[DATA TO PROCESS Boundary: Start]

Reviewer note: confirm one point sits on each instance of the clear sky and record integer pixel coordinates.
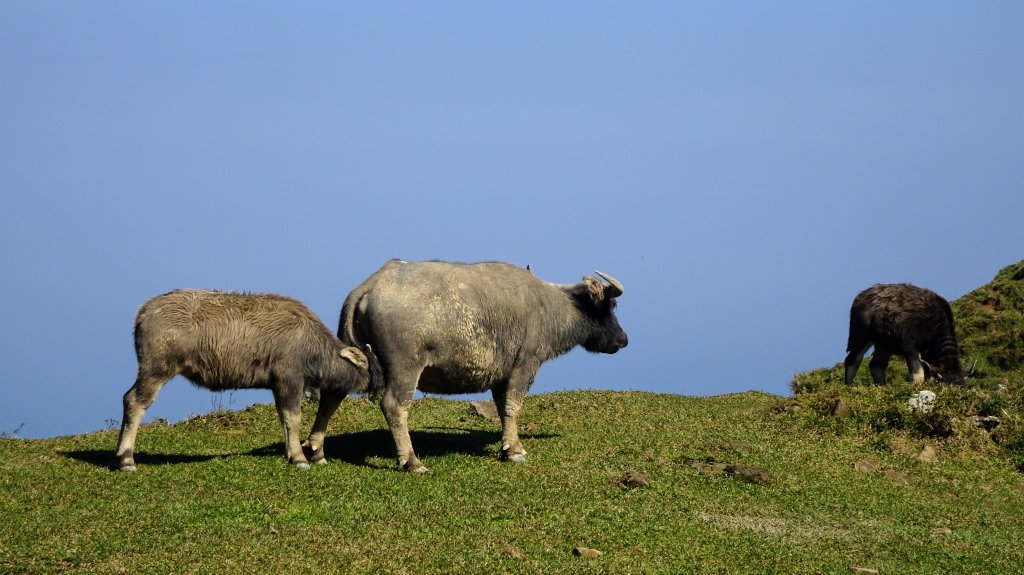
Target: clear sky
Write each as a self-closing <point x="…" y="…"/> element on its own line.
<point x="742" y="168"/>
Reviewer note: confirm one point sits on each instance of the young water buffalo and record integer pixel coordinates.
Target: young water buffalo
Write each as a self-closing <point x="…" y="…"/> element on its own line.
<point x="452" y="327"/>
<point x="903" y="319"/>
<point x="225" y="340"/>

[DATA TO PROCESS Boundary: End]

● WORK INSTRUCTIONS
Only an exact, picture-free copy of the entries counts as the answer.

● RESPONSE BOX
Reviewer note: confirm one point sits on each instance of the clear sky and record integer pixel coordinates.
Target: clear sky
Write each as a self-closing <point x="…" y="…"/> element on its own line.
<point x="742" y="168"/>
Reviewer note: confirm one point sits on each instance of the young water buffalo and record integer pixel coordinates.
Target: young water buffalo
Write each as a self-closing <point x="…" y="…"/> element on its own line.
<point x="452" y="327"/>
<point x="903" y="319"/>
<point x="225" y="340"/>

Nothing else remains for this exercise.